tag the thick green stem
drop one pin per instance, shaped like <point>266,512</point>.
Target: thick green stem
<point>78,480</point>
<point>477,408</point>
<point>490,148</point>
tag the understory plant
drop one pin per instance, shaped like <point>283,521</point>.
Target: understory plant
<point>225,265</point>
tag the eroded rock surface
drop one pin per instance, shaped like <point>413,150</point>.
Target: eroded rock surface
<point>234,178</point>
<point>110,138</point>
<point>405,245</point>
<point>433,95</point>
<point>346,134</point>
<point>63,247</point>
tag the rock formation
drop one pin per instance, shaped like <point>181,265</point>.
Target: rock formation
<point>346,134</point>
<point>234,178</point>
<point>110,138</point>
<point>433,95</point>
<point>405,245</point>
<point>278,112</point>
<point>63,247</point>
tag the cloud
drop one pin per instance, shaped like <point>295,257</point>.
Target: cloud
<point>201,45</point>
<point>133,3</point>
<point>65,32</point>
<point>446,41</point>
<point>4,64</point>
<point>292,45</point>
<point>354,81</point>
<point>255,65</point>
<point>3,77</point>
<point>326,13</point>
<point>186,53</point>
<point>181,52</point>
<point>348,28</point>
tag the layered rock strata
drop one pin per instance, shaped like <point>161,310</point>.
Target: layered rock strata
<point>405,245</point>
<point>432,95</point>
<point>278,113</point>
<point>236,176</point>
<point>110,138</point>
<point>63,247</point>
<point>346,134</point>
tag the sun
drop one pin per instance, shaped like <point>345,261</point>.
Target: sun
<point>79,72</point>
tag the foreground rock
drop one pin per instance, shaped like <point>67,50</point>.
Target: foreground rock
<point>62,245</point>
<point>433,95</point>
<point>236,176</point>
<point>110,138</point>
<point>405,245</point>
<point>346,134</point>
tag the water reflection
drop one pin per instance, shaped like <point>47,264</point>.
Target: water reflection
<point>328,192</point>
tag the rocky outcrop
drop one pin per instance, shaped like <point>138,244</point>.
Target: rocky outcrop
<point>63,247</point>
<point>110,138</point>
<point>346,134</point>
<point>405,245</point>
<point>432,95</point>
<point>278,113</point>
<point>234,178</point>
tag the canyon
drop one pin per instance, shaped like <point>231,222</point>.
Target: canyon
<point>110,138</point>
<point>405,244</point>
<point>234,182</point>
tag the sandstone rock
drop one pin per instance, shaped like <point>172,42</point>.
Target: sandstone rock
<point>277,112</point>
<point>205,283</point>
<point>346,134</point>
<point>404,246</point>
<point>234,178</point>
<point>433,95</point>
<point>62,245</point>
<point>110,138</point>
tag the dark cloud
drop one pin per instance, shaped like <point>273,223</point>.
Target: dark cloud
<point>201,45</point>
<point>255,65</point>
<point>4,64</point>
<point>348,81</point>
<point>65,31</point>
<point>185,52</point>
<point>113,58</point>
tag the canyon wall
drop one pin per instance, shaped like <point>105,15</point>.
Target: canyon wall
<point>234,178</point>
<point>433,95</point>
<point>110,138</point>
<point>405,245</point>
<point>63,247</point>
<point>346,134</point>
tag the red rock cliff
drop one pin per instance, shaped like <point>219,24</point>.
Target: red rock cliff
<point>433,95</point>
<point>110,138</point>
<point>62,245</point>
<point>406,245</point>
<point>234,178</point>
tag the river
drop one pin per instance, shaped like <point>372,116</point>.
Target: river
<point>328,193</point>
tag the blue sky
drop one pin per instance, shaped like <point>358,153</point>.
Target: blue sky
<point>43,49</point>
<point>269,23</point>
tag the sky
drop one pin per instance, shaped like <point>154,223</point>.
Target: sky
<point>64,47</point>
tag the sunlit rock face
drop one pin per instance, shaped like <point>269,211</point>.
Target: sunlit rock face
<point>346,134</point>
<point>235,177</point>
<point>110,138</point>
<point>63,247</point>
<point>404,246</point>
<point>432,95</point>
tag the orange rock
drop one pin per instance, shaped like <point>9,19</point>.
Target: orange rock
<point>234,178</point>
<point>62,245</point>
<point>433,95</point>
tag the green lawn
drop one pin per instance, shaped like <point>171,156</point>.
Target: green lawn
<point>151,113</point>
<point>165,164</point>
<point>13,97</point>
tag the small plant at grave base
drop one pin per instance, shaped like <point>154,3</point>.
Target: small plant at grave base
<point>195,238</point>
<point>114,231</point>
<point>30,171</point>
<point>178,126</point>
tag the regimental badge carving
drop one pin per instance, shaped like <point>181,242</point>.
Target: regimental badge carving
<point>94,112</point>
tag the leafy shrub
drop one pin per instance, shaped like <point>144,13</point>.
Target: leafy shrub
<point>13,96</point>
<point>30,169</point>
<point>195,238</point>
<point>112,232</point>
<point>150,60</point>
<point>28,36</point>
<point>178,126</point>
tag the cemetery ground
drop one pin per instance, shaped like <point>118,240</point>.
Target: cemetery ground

Exercise description :: Render every line of the records above as a JSON list of strings, one string per line, leaving out any blank lines.

Answer to this problem ::
[
  "tag the thick green stem",
  "drop one pin per instance, shaped like <point>266,512</point>.",
  "Target: thick green stem",
  "<point>78,480</point>",
  "<point>477,408</point>",
  "<point>490,148</point>",
  "tag the understory plant",
  "drop one pin per instance, shaped like <point>283,521</point>.",
  "Target: understory plant",
  "<point>225,265</point>",
  "tag the eroded rock surface",
  "drop one pin per instance, shaped like <point>413,150</point>.",
  "Target: eroded rock surface",
  "<point>234,178</point>",
  "<point>110,138</point>",
  "<point>405,245</point>",
  "<point>433,95</point>",
  "<point>346,134</point>",
  "<point>63,247</point>",
  "tag the rock formation",
  "drop one pin per instance, shaped like <point>181,265</point>.",
  "Target: rock formation",
  "<point>346,134</point>",
  "<point>234,178</point>",
  "<point>110,138</point>",
  "<point>433,95</point>",
  "<point>405,245</point>",
  "<point>278,112</point>",
  "<point>63,247</point>",
  "tag the cloud",
  "drop one pin per instance, shaped like <point>295,257</point>.",
  "Target: cloud",
  "<point>201,45</point>",
  "<point>133,3</point>",
  "<point>65,32</point>",
  "<point>446,41</point>",
  "<point>4,64</point>",
  "<point>292,45</point>",
  "<point>354,81</point>",
  "<point>255,65</point>",
  "<point>3,77</point>",
  "<point>326,13</point>",
  "<point>186,53</point>",
  "<point>181,52</point>",
  "<point>348,28</point>",
  "tag the layered rock strata",
  "drop one pin per instance, shaped like <point>161,310</point>.",
  "Target: layered rock strata",
  "<point>405,245</point>",
  "<point>432,95</point>",
  "<point>278,113</point>",
  "<point>236,176</point>",
  "<point>110,138</point>",
  "<point>63,247</point>",
  "<point>346,134</point>",
  "tag the sun",
  "drop one pin per instance, shaped like <point>345,261</point>.",
  "Target: sun",
  "<point>79,72</point>",
  "tag the foreground rock",
  "drop one pin per instance, shaped like <point>67,50</point>.",
  "Target: foreground rock",
  "<point>62,245</point>",
  "<point>433,95</point>",
  "<point>236,176</point>",
  "<point>110,138</point>",
  "<point>405,245</point>",
  "<point>346,134</point>",
  "tag the water reflection",
  "drop one pin per instance, shaped like <point>47,264</point>.",
  "Target: water reflection",
  "<point>328,192</point>",
  "tag the rocky outcrop",
  "drop one pin per instance, shaped like <point>138,244</point>.",
  "Target: rocky outcrop",
  "<point>63,247</point>",
  "<point>110,138</point>",
  "<point>346,134</point>",
  "<point>405,245</point>",
  "<point>432,95</point>",
  "<point>278,113</point>",
  "<point>234,178</point>",
  "tag the canyon",
  "drop one pin per instance, shaped like <point>231,222</point>.",
  "Target: canyon",
  "<point>110,138</point>",
  "<point>405,244</point>",
  "<point>234,182</point>",
  "tag the sandstone rock",
  "drop one pin per instance, shaped like <point>172,42</point>.",
  "Target: sandstone rock",
  "<point>277,112</point>",
  "<point>205,283</point>",
  "<point>346,134</point>",
  "<point>404,246</point>",
  "<point>234,178</point>",
  "<point>433,95</point>",
  "<point>62,245</point>",
  "<point>110,138</point>",
  "tag the dark cloud",
  "drop one pin per instance, shaped like <point>273,223</point>.",
  "Target: dark cloud",
  "<point>201,45</point>",
  "<point>255,65</point>",
  "<point>4,64</point>",
  "<point>348,81</point>",
  "<point>65,31</point>",
  "<point>185,52</point>",
  "<point>113,58</point>",
  "tag the canyon wall",
  "drop one pin per instance, shaped like <point>105,15</point>.",
  "Target: canyon wall",
  "<point>234,178</point>",
  "<point>433,95</point>",
  "<point>110,138</point>",
  "<point>405,245</point>",
  "<point>63,247</point>",
  "<point>346,134</point>",
  "tag the red rock cliff",
  "drop one pin per instance, shaped like <point>219,24</point>.",
  "Target: red rock cliff",
  "<point>433,95</point>",
  "<point>110,138</point>",
  "<point>62,245</point>",
  "<point>406,245</point>",
  "<point>234,178</point>",
  "tag the river",
  "drop one pin per instance, shaped like <point>372,116</point>.",
  "Target: river",
  "<point>328,193</point>",
  "tag the blue sky",
  "drop one pin per instance, shaped like <point>358,153</point>.",
  "Target: blue sky",
  "<point>43,49</point>",
  "<point>269,23</point>",
  "tag the sky",
  "drop one pin per instance, shaped like <point>154,223</point>.",
  "Target: sky",
  "<point>64,47</point>",
  "tag the sunlit rock face",
  "drop one pin per instance, shaped like <point>269,211</point>.",
  "Target: sunlit rock face",
  "<point>346,134</point>",
  "<point>235,177</point>",
  "<point>110,138</point>",
  "<point>63,247</point>",
  "<point>404,246</point>",
  "<point>432,95</point>",
  "tag the orange rock",
  "drop one pin per instance, shaped like <point>9,19</point>.",
  "Target: orange rock",
  "<point>234,178</point>",
  "<point>62,245</point>",
  "<point>433,95</point>",
  "tag the green lawn",
  "drop one pin per instance, shaped like <point>171,156</point>.",
  "Target: green lawn",
  "<point>151,113</point>",
  "<point>165,164</point>",
  "<point>13,97</point>",
  "tag the small plant at grave base",
  "drop one pin per instance, shaped like <point>154,3</point>.",
  "Target: small plant at grave base",
  "<point>195,238</point>",
  "<point>114,231</point>",
  "<point>30,171</point>",
  "<point>178,126</point>",
  "tag the regimental badge carving",
  "drop one pin per instance, shaped like <point>181,242</point>.",
  "Target: regimental badge carving",
  "<point>94,112</point>",
  "tag the leafy shrub",
  "drop one pin per instance, shaped like <point>144,13</point>.",
  "Target: leafy shrub",
  "<point>13,96</point>",
  "<point>30,169</point>",
  "<point>195,238</point>",
  "<point>112,232</point>",
  "<point>150,60</point>",
  "<point>28,36</point>",
  "<point>178,126</point>",
  "tag the cemetery ground",
  "drop one pin per instance, shaped like <point>118,240</point>.",
  "Target: cemetery ground"
]